On obtient dans un premier temps un produit transformé appelé Koji. On le mélange à une saumure dont la présence va permettre le développement des micro-organismes nécessaires aux fermentations. Ce mélange est appelé moromi.

C’est au cours de cette longue étape d’affinage, que la sauce de soja prend sa couleur, son arôme et son goût. Traditionnellement, le vieillissement pouvait s’étaler sur un à trois ans.

Le produit ainsi obtenu est filtré, puis stabilisé par pasteurisation. Ce procédé type connait de nombreuses variantes dans la production industrielle. L’hydrolyse de la pâte est accélérée par l’emploi de produits chimiques comme l’acide chlorhydrique. Le vieillissement est souvent réduit à une période allant de deux à six mois.

**Consigne:** Relevez, s'il vous plaît, ce que la sauce prend au cours de l'étape d'affinage selon le texte sur la sauce de soja. Les lignes ci-dessous n'ont aucun lien avec le texte sur la sauce de soja.

**Données fournies:**
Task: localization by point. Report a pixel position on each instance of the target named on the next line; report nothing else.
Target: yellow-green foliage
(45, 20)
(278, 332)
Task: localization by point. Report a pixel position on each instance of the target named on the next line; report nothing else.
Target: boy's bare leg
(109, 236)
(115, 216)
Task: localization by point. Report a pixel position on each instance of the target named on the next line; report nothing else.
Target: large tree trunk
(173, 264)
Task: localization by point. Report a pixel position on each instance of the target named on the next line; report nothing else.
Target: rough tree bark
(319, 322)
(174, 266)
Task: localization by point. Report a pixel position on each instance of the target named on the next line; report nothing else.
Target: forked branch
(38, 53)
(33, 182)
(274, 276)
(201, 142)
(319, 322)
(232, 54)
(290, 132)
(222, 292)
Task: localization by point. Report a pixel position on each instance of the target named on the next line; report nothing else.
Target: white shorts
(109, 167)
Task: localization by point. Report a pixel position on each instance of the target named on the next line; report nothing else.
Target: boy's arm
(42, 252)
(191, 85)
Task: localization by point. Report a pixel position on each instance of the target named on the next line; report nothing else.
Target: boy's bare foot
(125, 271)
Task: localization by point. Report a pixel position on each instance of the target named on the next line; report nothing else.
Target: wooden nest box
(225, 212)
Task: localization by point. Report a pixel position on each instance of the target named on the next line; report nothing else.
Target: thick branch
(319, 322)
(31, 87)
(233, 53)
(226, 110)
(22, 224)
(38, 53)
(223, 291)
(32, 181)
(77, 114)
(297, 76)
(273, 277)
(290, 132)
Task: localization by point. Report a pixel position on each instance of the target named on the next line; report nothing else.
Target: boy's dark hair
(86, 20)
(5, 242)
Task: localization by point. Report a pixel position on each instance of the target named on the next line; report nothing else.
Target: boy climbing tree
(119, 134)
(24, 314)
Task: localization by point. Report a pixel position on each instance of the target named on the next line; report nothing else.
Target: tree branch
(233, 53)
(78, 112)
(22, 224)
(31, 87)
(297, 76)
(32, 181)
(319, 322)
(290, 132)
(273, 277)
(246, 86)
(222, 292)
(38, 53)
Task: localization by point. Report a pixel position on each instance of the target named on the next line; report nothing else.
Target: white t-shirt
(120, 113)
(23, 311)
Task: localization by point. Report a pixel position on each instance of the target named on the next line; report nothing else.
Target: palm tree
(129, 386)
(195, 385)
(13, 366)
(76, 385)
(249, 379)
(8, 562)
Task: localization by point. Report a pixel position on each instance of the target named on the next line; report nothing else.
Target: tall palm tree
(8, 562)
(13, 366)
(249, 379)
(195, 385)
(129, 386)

**Réponse attendue:** Sa couleur, son arôme et son goût.